**What to work on**: Please echo, without any changes, the part of the data below that opens with the line containing "the blue trousers" and closes with the line containing "pixel 679 483", including both of those lines.

___ Given information ___

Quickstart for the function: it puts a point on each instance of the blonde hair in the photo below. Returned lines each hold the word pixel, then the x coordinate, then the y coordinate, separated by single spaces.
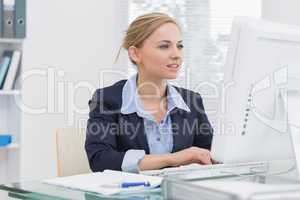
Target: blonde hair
pixel 142 27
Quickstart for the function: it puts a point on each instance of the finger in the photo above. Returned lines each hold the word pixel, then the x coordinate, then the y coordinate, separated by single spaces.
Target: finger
pixel 205 159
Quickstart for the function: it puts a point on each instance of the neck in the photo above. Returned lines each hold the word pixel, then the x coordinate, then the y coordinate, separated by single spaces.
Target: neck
pixel 151 88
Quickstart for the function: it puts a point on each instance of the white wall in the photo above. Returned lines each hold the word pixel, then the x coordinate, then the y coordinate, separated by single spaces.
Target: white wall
pixel 283 11
pixel 79 38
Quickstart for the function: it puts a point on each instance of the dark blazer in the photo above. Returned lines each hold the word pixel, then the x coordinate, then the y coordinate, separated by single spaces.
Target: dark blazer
pixel 110 133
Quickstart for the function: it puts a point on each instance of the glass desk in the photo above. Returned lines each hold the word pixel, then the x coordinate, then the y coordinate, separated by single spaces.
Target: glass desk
pixel 37 190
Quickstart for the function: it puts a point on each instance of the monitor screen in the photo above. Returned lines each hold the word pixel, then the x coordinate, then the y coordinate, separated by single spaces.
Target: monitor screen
pixel 262 58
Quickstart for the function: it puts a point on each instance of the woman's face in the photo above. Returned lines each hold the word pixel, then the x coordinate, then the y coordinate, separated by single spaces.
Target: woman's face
pixel 160 56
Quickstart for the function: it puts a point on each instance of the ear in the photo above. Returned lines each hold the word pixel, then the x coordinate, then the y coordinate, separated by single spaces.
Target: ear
pixel 134 54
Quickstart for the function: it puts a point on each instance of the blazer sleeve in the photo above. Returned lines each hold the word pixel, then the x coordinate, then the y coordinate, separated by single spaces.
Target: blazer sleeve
pixel 204 133
pixel 101 137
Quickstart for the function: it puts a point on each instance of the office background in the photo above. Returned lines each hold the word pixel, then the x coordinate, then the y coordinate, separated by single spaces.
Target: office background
pixel 79 39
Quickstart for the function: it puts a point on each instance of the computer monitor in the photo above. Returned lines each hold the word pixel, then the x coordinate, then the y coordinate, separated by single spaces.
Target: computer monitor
pixel 262 59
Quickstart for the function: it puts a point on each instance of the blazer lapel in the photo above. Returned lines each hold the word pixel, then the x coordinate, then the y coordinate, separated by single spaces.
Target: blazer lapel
pixel 140 133
pixel 177 128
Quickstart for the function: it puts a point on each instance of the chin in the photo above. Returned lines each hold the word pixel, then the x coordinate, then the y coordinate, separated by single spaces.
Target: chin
pixel 171 76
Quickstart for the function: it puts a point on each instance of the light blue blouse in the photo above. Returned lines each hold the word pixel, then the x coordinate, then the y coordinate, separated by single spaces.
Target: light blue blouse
pixel 159 135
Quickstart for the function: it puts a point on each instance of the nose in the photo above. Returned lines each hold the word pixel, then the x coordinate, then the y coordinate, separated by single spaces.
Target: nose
pixel 176 53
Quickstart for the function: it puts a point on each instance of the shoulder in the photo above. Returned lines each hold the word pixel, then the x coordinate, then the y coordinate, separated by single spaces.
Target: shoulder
pixel 111 95
pixel 188 95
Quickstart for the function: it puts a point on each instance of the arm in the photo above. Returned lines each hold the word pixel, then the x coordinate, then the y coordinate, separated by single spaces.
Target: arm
pixel 101 144
pixel 183 157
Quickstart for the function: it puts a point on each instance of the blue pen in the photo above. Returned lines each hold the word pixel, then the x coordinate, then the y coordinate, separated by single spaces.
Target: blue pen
pixel 127 184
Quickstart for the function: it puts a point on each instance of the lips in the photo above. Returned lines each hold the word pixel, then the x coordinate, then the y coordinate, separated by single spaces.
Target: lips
pixel 173 65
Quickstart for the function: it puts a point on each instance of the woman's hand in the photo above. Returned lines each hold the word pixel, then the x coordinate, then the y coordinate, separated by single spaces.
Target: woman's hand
pixel 191 155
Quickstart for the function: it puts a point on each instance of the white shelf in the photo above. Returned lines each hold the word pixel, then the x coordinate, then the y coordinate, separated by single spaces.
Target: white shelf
pixel 9 92
pixel 12 146
pixel 11 40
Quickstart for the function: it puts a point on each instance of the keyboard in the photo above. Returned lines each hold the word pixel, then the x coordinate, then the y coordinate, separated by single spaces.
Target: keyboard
pixel 197 171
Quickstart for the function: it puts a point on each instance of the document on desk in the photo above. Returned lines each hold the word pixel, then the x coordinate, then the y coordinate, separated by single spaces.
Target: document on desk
pixel 109 182
pixel 229 190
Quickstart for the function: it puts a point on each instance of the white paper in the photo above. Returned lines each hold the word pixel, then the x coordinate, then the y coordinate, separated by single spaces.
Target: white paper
pixel 97 182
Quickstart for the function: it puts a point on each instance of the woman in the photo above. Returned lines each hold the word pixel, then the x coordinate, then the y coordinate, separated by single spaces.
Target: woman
pixel 145 123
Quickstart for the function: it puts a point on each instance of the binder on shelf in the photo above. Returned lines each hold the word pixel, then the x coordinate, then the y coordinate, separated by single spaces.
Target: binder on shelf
pixel 20 18
pixel 12 71
pixel 8 18
pixel 4 66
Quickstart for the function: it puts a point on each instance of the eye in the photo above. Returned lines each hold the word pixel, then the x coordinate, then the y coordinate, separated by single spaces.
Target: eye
pixel 180 46
pixel 164 46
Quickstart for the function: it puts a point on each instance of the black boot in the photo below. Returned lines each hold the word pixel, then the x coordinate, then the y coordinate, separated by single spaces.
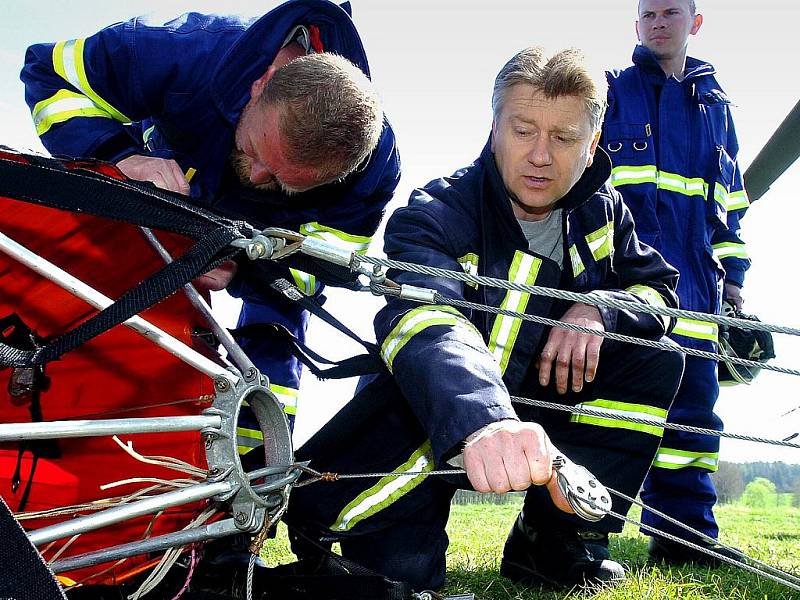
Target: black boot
pixel 596 542
pixel 555 556
pixel 674 553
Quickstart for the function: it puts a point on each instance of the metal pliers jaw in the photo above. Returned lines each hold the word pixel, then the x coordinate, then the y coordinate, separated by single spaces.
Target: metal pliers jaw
pixel 586 495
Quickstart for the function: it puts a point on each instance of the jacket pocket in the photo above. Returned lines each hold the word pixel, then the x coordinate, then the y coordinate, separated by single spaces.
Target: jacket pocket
pixel 635 176
pixel 629 144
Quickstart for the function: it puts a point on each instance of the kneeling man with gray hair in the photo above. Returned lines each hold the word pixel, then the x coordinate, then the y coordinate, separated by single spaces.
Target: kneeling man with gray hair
pixel 534 208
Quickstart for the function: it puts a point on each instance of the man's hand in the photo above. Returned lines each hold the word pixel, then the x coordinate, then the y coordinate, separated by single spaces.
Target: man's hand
pixel 512 455
pixel 163 172
pixel 508 455
pixel 567 348
pixel 733 294
pixel 216 279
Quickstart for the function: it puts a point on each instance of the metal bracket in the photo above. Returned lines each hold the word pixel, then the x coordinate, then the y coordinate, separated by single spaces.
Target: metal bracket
pixel 249 506
pixel 586 495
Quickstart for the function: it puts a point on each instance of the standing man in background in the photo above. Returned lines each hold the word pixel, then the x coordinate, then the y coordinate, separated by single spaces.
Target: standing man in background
pixel 670 136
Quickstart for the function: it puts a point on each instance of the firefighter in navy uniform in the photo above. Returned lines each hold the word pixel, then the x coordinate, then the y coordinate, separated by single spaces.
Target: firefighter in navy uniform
pixel 198 106
pixel 534 208
pixel 670 136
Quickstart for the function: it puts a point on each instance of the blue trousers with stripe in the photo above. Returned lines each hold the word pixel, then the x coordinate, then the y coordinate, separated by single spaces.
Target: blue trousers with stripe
pixel 402 535
pixel 679 483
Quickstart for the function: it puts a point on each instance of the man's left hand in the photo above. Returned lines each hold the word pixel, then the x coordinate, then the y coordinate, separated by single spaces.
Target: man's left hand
pixel 216 279
pixel 733 294
pixel 570 349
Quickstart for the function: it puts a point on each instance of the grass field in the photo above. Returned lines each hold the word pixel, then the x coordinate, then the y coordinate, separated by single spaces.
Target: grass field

___

**Answer for this exercise**:
Quickstart for the function: it puts a point on each instance of the blue trousers with stripe in the photo above. Returned lines each hold the word pixel, then the x coordinate, then the y coordinate, separated by single spaces.
Target: blue trousers with stripe
pixel 402 535
pixel 679 483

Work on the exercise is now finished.